Labeled region items:
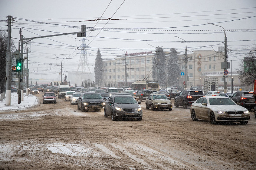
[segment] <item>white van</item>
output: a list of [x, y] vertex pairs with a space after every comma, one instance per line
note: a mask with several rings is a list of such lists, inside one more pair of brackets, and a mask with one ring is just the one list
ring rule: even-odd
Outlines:
[[64, 98], [67, 91], [70, 91], [70, 88], [68, 85], [59, 85], [58, 86], [58, 97]]

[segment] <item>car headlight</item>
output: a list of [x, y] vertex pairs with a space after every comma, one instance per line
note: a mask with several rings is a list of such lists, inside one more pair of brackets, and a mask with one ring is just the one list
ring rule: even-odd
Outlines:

Aim
Turn every line of the items above into a numbered list, skipping blank lines and leaving out the pictures.

Answer to this task
1. [segment] <item>white van</item>
2. output: a list of [x, y] vertex pairs with a space after every comma, one instance per line
3. note: a mask with several rings is a list of such lists, inside one more pair of brackets, and a mask with one ring is just the one list
4. ring rule: even-odd
5. Outlines:
6. [[64, 98], [67, 91], [70, 91], [70, 88], [68, 85], [59, 85], [58, 86], [58, 97]]
7. [segment] <item>car headlight</item>
8. output: a list of [x, y] vertex pairs with a space after every comma, one instance per line
9. note: a mask with several rings is a list of such lists, inside one more pair of brackets, and a mask with one ring is just the one list
10. ring rule: even-odd
11. Outlines:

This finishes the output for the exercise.